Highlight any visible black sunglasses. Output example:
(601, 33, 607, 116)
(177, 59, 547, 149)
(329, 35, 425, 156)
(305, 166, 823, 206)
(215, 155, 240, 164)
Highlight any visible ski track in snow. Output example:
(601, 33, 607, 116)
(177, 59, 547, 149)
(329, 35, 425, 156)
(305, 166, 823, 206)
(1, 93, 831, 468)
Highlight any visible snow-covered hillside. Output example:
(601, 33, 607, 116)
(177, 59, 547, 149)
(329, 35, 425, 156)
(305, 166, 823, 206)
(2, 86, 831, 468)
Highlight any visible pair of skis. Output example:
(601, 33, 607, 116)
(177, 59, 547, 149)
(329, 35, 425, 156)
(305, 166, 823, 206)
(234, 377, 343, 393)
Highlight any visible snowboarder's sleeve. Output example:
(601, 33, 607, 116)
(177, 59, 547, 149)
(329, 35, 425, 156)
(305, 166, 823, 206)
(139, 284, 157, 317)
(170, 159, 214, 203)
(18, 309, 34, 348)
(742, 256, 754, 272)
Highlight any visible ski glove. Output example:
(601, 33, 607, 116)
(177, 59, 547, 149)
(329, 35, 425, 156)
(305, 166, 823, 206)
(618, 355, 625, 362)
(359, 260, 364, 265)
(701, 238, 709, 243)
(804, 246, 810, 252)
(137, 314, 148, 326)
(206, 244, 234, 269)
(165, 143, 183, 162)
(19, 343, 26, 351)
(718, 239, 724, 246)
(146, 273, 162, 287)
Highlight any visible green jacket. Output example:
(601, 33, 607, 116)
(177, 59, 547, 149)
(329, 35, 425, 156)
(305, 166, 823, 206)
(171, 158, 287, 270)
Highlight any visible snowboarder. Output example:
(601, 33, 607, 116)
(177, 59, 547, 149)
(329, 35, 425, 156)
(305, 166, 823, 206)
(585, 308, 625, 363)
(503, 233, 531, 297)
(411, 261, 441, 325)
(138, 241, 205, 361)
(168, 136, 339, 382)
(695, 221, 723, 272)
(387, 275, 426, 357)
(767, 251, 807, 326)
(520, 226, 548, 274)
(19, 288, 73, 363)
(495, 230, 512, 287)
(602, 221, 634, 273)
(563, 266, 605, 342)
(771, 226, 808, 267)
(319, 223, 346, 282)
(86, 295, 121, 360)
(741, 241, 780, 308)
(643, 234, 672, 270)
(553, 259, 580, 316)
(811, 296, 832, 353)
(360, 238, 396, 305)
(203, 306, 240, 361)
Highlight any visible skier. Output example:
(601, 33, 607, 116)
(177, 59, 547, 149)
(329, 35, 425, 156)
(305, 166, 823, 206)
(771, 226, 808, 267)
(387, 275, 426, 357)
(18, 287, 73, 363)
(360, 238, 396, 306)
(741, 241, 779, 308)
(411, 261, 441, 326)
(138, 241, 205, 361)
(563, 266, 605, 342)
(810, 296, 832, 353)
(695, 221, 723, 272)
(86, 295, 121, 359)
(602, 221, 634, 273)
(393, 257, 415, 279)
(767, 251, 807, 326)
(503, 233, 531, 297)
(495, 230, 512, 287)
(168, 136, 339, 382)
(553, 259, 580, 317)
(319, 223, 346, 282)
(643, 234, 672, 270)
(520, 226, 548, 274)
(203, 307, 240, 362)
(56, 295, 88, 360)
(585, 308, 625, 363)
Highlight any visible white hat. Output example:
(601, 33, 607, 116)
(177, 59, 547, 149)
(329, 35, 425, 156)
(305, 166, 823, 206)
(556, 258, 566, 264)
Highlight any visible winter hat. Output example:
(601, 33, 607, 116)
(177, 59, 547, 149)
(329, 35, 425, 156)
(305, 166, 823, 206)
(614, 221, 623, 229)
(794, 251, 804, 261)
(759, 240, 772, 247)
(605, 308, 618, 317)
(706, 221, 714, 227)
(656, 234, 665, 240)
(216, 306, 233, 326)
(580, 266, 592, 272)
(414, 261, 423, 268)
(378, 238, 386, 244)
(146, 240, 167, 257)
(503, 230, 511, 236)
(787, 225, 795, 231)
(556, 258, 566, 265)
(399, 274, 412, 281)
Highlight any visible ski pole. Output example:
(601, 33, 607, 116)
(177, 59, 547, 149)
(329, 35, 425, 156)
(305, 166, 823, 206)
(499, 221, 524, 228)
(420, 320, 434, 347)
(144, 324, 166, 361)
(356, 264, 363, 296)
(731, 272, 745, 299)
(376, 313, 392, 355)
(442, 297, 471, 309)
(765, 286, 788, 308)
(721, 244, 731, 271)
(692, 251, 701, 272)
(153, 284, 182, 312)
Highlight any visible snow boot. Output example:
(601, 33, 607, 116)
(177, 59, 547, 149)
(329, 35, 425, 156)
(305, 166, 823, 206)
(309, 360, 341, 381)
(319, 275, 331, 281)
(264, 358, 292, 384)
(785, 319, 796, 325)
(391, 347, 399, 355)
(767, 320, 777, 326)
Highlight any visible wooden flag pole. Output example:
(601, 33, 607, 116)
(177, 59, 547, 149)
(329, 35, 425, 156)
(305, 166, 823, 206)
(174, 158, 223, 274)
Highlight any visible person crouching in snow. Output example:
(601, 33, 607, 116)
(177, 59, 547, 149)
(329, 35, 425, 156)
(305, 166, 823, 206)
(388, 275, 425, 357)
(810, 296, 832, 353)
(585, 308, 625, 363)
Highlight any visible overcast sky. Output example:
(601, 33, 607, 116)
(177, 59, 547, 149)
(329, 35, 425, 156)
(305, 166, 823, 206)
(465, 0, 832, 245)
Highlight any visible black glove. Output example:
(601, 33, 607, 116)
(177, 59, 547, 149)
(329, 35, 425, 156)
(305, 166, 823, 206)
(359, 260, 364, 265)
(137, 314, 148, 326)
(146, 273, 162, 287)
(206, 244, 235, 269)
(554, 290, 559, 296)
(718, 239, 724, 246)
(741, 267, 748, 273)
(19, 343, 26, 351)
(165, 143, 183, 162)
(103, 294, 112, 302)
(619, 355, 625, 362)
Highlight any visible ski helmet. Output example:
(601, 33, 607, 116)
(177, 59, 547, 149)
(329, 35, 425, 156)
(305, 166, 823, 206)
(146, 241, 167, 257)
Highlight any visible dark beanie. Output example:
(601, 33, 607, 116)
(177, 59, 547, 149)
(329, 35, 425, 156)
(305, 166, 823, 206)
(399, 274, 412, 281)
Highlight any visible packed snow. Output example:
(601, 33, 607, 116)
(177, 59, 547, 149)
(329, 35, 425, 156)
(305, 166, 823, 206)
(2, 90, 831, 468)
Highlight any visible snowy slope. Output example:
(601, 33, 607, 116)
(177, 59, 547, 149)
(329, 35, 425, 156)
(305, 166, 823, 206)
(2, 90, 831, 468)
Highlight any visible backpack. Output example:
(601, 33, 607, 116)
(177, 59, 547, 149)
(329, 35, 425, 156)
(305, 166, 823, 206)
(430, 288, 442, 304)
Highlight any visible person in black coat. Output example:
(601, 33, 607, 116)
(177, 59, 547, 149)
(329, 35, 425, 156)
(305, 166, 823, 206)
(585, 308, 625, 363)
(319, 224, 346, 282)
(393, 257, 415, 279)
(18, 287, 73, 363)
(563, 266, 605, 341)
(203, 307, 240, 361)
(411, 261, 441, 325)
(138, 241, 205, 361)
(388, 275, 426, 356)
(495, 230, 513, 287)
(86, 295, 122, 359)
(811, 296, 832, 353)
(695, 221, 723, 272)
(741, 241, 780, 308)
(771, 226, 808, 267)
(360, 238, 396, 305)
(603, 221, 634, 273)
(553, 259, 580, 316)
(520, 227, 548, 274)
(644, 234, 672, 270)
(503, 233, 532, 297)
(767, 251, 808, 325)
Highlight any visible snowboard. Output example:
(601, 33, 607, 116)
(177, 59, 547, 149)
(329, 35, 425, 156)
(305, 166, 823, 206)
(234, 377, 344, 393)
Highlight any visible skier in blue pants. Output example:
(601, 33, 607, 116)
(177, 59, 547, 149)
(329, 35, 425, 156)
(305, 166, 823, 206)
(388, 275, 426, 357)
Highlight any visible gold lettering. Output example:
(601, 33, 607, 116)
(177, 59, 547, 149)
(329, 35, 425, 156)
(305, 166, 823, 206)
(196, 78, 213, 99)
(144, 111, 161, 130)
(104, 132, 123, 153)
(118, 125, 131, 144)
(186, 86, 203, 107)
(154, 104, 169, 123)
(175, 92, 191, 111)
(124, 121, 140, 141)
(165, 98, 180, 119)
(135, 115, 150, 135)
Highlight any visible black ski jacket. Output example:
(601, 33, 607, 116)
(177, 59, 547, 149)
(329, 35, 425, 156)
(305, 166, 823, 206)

(Task brief) Copy out every line of the material above that contains the string "black".

(Response below)
Highlight any visible black sunglasses. Output example:
Highlight any visible black glove. Output example:
Highlight any visible person in black coat. Output example:
Highlight any visible black ski jacket. Output example:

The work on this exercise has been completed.